▶ Exercises to complete
1/ In the Flink and Kafka thread, how many milliseconds pass before the job's timeout error is raised?
2/ Rewrite the paragraph of the Flink and Kafka thread that begins "I'm using Docker Compose" as a list.
3/ Carry the Flink and Kafka thread forward from its last sentence.

▶ Excerpt
14
votes

I'm trying to connect Flink to a Kafka consumer

I'm using Docker Compose to build 4 containers zookeeper, kafka, Flink JobManager and Flink TaskManager.

For zookeeper and Kafka I'm using wurstmeister images, and for Flink I'm using the official image.

docker-compose.yml

version: '3.1'
services:
  zookeeper:
    image: wurstmeister/zookeeper:3.4.6
    hostname: zookeeper
    expose:
      - "2181"
    ports:
      - "2181:2181"

  kafka:
    image: wurstmeister/kafka:2.11-2.0.0
    depends_on:
      - zookeeper
    ports:
      - "9092:9092"
    hostname: kafka
    links:
      - zookeeper
    environment:
      KAFKA_ADVERTISED_HOST_NAME: kafka
      KAFKA_ZOOKEEPER_CONNECT: zookeeper:2181
      KAFKA_ADVERTISED_PORT: 9092
      KAFKA_CREATE_TOPICS: 'pipeline:1:1:compact'

  jobmanager:
    build: ./flink_pipeline
    depends_on:
      - kafka
    links:
      - zookeeper
      - kafka
    expose:
      - "6123"
    ports:
      - "8081:8081"
    command: jobmanager
    environment:
      JOB_MANAGER_RPC_ADDRESS: jobmanager
      BOOTSTRAP_SERVER: kafka:9092
      ZOOKEEPER: zookeeper:2181

  taskmanager:
    image: flink
    expose:
      - "6121"
      - "6122"
    links:
      - jobmanager
      - zookeeper
      - kafka
    depends_on:
      - jobmanager
    command: taskmanager
    # links:
    #   - "jobmanager:jobmanager"
    environment:
      JOB_MANAGER_RPC_ADDRESS: jobmanager

And When I submit a simple job to Dispatcher the Job fails with the following error:

org.apache.kafka.common.errors.TimeoutException: Timeout of 60000ms expired before the position for partition pipeline-0 could be determined

My Job code is:

public class Main {
    public static void main( String[] args ) throws Exception
    {
        // get the execution environment
        final StreamExecutionEnvironment env = StreamExecutionEnvironment.getExecutionEnvironment();

        // get input data by connecting to the socket
        Properties properties = new Properties();
        String bootstrapServer = System.getenv("BOOTSTRAP_SERVER");
        String zookeeperServer = System.getenv("ZOOKEEPER");

        if (bootstrapServer == null) {
            System.exit(1);
        }

        properties.setProperty("zookeeper", zookeeperServer);
        properties.setProperty("bootstrap.servers", bootstrapServer);
        properties.setProperty("group.id", "pipeline-analysis");

        FlinkKafkaConsumer kafkaConsumer = new FlinkKafkaConsumer<String>("pipeline", new SimpleStringSchema(), properties);
        // kafkaConsumer.setStartFromGroupOffsets();
        kafkaConsumer.setStartFromLatest();

        DataStream<String> stream = env.addSource(kafkaConsumer);

        // Defining Pipeline here

        // Printing Outputs
        stream.print();

        env.execute("Stream Pipeline");
    }
}
2
Did you resolve your issue? I'm having the same problem, but I'm not using docker, just plain flink. It's happening consistently on some topics while some other are fine. Resetting offset doesn't seem to help.0x26res

2 Answers

2
votes

I know I'm late to the party but I had the exact same error. In my case, I was not setting up TopicPartitions correctly. My topic had 2 partitions and my producer was producing messages just fine, but it's the spark streaming application, as my consumer, that wasn't really starting and giving up after 60 secs complaining the same error.

▶ Dataset
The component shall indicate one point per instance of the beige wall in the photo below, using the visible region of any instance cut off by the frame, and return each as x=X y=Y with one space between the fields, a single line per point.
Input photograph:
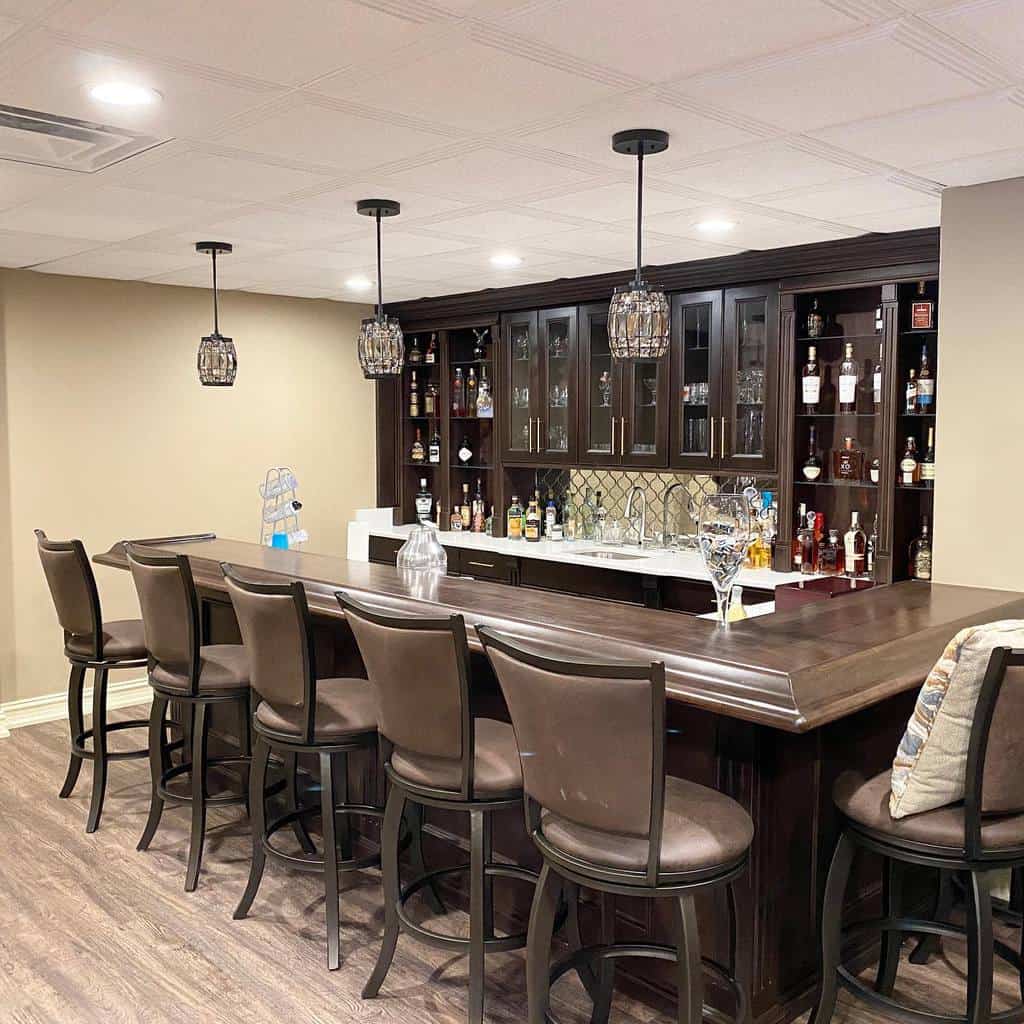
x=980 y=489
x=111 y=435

--

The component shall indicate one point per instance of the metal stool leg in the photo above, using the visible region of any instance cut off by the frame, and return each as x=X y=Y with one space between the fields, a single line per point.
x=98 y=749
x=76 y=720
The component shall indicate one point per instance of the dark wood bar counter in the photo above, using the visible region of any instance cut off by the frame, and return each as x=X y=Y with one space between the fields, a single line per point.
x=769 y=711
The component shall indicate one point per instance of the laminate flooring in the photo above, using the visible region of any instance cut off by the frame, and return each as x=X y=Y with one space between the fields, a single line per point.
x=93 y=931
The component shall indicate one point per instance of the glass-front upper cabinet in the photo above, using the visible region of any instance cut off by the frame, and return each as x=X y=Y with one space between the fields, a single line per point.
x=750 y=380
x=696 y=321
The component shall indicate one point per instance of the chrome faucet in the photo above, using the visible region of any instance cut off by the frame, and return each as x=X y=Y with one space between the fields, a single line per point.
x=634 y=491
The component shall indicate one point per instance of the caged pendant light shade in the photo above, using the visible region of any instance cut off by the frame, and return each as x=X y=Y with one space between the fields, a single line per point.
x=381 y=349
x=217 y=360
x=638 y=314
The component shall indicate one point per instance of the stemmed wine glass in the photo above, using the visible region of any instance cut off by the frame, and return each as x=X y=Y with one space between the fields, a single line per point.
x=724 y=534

▶ Outputs
1/ 60000 ms

2/
Docker Compose builds four containers:
- ZooKeeper
- Kafka
- Flink JobManager
- Flink TaskManager

3/
Wrong code that I had -

List<TopicPartition> topicPartitionList = Arrays.asList(new topicPartition(topicName, Integer.parseInt(numPartition)));

Correct code -

List<TopicPartition> topicPartitionList = new ArrayList<TopicPartition>();

for (int i = 0; i < Integer.parseInt(numPartitions); i++) {
    topicPartitionList.add(new TopicPartition(topicName, i));
}
0
votes

I had an error that looks the same.

17:34:37.668 [org.springframework.kafka.KafkaListenerEndpointContainer#1-0-C-1] ERROR o.a.k.c.c.i.ConsumerCoordinator - [Consumer clientId=consumer-3, groupId=api.dev] User provided listener org.springframework.kafka.listener.KafkaMessageListenerContainer$ListenerConsumer$ListenerConsumerRebalanceListener failed on partition assignment
org.apache.kafka.common.errors.TimeoutException: Timeout of 60000ms expired before the position for partition aaa-1 could be determined

Turns out it's my hosts file has been changed so the broker address is wrong.

Try this log settings to debug more details.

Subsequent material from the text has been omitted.